[WHAT IS NEEDED]
Below are the entries. Set down exactly the line containing "Each instance receives exactly one keypoint. Mark the rusty" and each line after it.

(Point localization data)
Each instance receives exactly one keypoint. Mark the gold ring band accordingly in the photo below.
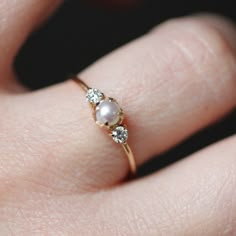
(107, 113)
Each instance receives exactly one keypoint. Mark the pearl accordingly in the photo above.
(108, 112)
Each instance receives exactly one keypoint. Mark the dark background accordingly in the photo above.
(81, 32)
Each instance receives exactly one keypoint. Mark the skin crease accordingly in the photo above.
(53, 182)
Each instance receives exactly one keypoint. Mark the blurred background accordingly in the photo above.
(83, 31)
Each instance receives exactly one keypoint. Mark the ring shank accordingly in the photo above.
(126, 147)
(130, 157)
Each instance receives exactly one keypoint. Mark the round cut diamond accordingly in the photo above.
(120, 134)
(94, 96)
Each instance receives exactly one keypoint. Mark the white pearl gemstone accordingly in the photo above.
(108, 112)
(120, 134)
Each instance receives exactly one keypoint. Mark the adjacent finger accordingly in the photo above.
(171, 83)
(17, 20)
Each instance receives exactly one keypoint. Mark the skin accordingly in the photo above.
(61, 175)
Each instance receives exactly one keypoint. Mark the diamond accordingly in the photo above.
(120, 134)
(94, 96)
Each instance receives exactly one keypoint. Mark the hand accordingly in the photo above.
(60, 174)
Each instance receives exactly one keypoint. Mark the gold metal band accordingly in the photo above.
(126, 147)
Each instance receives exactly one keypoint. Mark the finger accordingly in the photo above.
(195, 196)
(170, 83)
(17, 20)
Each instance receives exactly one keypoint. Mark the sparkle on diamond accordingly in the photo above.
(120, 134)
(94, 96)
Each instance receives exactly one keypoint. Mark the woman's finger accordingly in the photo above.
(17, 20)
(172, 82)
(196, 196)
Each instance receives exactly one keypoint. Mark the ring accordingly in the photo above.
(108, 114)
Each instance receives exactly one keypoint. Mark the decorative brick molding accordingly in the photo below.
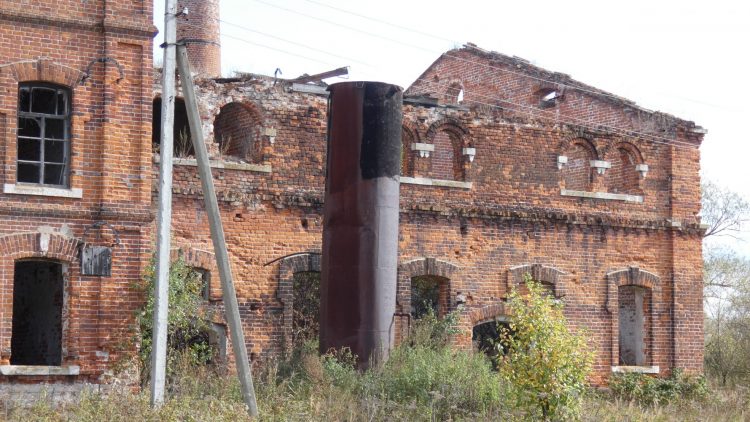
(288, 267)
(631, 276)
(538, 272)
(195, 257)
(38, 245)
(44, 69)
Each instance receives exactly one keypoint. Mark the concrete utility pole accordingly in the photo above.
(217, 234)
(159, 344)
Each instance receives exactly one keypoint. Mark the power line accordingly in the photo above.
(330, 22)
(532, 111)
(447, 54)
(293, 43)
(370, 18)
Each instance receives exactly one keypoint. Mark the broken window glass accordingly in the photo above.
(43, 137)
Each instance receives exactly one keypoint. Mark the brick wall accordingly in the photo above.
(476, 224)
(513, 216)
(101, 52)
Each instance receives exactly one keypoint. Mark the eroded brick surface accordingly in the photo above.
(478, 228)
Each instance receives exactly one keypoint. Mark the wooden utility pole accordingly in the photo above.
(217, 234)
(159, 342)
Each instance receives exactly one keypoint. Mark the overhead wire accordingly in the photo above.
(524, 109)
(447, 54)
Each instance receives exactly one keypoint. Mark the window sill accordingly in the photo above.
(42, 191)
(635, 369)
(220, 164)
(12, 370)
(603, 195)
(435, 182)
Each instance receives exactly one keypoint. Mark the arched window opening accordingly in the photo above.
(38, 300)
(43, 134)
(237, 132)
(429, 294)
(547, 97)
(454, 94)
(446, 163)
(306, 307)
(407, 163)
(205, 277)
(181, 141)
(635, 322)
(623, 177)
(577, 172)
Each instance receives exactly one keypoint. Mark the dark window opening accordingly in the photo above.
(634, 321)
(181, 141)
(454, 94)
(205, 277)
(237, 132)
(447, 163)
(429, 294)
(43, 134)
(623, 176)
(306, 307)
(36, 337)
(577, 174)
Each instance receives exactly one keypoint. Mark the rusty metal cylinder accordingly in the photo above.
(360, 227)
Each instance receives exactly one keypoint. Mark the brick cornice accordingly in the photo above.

[RESULT OF THIS TASK]
Each instance receives exactly one keypoint. Mark the rusty metal cylinder accordingly in the photo above.
(360, 227)
Each instance receives exactly one keypoint. Mark the brick cornice accordingly in the photo above.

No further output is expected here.